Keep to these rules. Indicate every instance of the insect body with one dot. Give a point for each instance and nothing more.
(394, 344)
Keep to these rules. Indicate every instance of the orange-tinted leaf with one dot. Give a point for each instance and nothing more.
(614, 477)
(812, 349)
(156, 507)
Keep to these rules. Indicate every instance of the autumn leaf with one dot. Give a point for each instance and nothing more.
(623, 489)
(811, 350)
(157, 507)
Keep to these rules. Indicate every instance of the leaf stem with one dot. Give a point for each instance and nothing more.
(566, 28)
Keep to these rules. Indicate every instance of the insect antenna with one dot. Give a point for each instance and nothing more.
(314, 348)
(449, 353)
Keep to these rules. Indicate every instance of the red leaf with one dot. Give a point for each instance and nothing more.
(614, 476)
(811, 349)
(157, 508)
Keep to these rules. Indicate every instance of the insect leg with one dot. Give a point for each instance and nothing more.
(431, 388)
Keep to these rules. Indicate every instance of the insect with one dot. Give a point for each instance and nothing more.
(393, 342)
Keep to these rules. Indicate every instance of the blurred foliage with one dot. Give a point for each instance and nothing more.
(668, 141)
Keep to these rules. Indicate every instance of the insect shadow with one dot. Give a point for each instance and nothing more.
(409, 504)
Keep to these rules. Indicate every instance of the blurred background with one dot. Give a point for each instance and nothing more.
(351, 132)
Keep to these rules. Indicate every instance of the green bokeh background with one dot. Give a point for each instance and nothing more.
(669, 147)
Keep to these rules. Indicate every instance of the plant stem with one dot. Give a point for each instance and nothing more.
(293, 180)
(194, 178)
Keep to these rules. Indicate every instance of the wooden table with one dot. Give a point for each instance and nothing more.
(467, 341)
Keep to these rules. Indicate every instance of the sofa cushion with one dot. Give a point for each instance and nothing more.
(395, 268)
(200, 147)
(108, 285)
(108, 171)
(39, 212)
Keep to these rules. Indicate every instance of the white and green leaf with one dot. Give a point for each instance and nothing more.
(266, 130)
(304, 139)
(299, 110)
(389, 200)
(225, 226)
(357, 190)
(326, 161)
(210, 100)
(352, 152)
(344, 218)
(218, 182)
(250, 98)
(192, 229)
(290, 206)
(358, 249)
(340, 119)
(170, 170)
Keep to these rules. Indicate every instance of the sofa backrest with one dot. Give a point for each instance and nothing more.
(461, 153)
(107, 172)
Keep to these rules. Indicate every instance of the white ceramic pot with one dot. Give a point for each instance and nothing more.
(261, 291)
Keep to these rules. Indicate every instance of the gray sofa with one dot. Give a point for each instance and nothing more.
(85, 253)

———

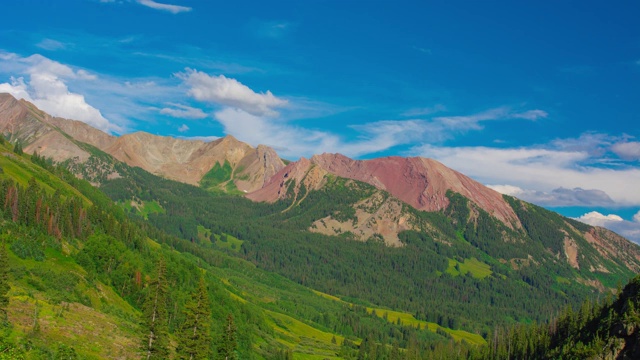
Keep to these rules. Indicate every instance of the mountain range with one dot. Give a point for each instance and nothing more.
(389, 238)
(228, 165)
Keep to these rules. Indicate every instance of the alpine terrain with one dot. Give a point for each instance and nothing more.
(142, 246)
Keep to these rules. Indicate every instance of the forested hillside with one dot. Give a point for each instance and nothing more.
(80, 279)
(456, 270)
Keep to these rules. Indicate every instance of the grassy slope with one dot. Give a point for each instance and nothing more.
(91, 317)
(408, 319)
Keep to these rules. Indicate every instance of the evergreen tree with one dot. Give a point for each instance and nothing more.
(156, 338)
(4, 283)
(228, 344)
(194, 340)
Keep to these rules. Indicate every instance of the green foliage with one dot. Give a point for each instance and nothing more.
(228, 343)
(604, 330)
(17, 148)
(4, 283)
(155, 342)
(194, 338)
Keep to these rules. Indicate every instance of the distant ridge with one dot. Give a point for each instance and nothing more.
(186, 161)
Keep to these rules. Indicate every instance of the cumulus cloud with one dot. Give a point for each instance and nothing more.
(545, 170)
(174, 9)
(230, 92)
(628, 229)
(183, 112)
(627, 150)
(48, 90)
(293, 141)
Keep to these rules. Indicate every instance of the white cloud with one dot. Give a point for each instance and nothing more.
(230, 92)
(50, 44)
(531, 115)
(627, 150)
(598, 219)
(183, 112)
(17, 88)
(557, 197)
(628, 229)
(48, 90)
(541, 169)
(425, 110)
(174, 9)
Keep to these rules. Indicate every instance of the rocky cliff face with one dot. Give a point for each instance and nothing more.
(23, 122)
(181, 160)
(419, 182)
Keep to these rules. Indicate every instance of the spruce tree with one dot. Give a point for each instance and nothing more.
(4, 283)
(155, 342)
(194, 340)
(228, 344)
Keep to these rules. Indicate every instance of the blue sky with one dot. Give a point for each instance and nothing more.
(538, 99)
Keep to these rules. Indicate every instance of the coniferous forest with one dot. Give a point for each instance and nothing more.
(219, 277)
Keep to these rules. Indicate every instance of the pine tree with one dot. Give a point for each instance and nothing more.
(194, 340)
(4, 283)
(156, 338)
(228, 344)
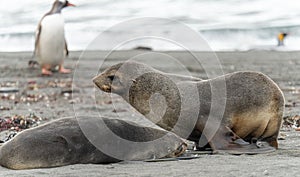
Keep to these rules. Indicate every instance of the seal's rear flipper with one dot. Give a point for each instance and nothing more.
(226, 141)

———

◆ DIRECTION
Locate each line in the records above that contains the word "insect", and copy every such line in full.

◆ CORRECT ANSWER
Keep to these rules. Indicate every instance of the insect body with one dot. Give a point for each instance and nothing more.
Keep to these rules. Indicate every instance of the insect antenna with one dot. Give a point for each instance and nothing more.
Keep to these rules. Indicate every instance of the insect leg with one dot. Give a point for each instance and nothing more.
Keep to these rules. Indicate every instance of the insect with one dot. Give a point for each instance and nothing more.
Keep to these rules. Indicate every instance of the insect shadow with one dot. Give a point for each instance and nothing more.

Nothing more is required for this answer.